— begin Record set —

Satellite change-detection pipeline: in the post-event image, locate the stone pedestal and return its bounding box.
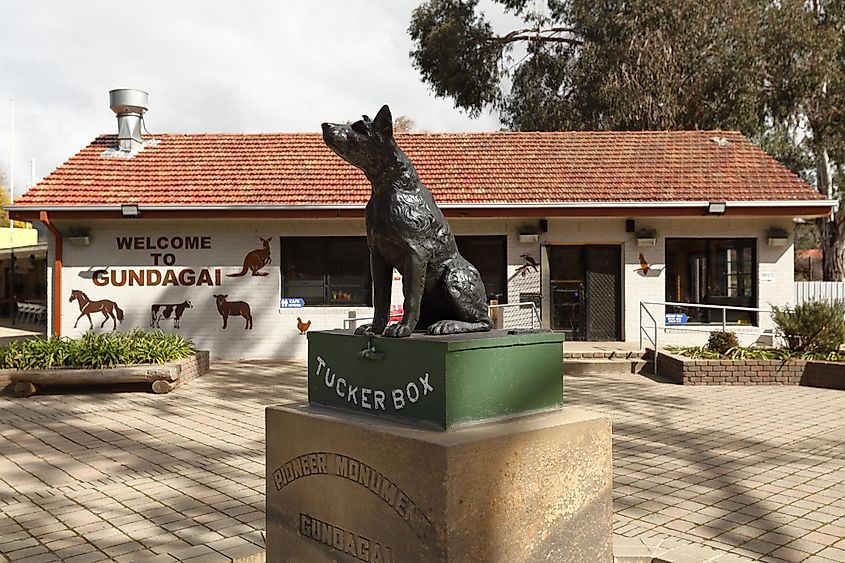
[266,404,612,563]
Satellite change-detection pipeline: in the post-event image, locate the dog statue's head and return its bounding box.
[323,105,396,175]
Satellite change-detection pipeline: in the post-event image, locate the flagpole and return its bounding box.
[9,98,15,231]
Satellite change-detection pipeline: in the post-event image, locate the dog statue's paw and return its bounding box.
[383,323,412,338]
[428,321,466,334]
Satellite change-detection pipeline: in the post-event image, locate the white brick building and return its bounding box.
[12,127,832,358]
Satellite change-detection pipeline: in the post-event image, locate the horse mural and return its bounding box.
[213,294,252,330]
[68,289,123,330]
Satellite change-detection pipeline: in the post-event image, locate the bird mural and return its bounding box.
[634,252,666,276]
[516,252,540,278]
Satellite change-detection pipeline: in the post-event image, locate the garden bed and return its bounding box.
[648,350,845,389]
[0,330,208,397]
[0,350,209,397]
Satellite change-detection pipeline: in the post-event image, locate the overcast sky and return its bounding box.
[0,0,508,199]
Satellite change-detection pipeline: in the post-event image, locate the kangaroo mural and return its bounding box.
[150,301,194,328]
[226,237,271,278]
[68,289,123,330]
[213,295,252,330]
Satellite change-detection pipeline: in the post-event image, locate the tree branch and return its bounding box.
[490,27,584,45]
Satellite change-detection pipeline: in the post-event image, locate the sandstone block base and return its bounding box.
[266,403,612,563]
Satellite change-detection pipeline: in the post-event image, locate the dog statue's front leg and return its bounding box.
[355,251,393,334]
[384,248,428,338]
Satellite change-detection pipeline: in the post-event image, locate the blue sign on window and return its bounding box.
[280,297,305,309]
[666,313,689,325]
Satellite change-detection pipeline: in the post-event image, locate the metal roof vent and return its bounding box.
[109,88,149,152]
[710,137,731,147]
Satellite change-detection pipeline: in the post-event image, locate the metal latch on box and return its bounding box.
[358,338,384,361]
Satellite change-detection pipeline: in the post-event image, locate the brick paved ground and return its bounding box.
[564,375,845,562]
[0,362,845,562]
[0,362,305,562]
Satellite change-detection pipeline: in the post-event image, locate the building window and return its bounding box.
[455,236,508,303]
[666,238,757,324]
[281,237,373,307]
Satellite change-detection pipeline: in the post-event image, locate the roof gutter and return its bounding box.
[4,199,839,212]
[38,211,63,336]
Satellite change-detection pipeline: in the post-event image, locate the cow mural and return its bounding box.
[150,300,193,328]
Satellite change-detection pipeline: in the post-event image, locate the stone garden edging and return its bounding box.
[648,350,845,389]
[0,350,209,397]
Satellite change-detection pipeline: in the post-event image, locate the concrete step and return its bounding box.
[563,350,645,360]
[563,358,651,376]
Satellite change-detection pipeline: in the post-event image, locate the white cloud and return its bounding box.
[0,0,520,198]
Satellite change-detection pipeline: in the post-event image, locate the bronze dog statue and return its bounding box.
[323,106,492,337]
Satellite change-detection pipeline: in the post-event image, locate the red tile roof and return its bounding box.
[15,131,823,208]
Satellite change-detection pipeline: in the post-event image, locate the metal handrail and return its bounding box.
[640,301,772,375]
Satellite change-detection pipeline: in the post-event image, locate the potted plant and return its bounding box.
[634,227,658,246]
[65,227,91,246]
[519,227,540,244]
[766,227,790,246]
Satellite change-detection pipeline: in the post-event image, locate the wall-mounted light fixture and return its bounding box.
[120,203,141,219]
[707,201,728,215]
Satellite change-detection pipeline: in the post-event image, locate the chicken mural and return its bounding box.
[634,252,665,276]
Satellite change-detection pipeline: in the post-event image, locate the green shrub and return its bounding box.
[772,301,845,354]
[666,346,845,362]
[0,330,196,369]
[707,330,739,355]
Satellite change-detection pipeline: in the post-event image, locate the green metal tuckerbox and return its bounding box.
[308,330,563,430]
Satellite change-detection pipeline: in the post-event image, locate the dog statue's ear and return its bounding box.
[373,104,393,137]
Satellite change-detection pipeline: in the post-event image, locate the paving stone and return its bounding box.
[0,362,845,563]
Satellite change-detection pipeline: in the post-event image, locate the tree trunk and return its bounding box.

— end Record set —

**Stated goal:**
Reproduce the records verbatim, starting with the line containing "flagpole and return its bounding box." and continuing through the line containing "[516,252,540,278]", both included.

**Written answer:**
Satellite change-detection pipeline: in the post-event image, locate the flagpole and return its bounding box.
[9,98,15,231]
Satellite change-detection pipeline: in the post-event image, locate the dog statue's paw and return its bounding box.
[383,323,412,338]
[428,321,466,334]
Satellite change-detection pipeline: in the post-event image, locate the white brick building and return its bounding box.
[12,127,832,358]
Satellite change-detection pipeline: in the post-event image, locate the horse mural and return its bounding box.
[213,294,252,330]
[68,289,123,330]
Satellite change-detection pipeline: in the post-event image, locate the bird mural and return its bounding box.
[634,252,666,276]
[516,252,540,278]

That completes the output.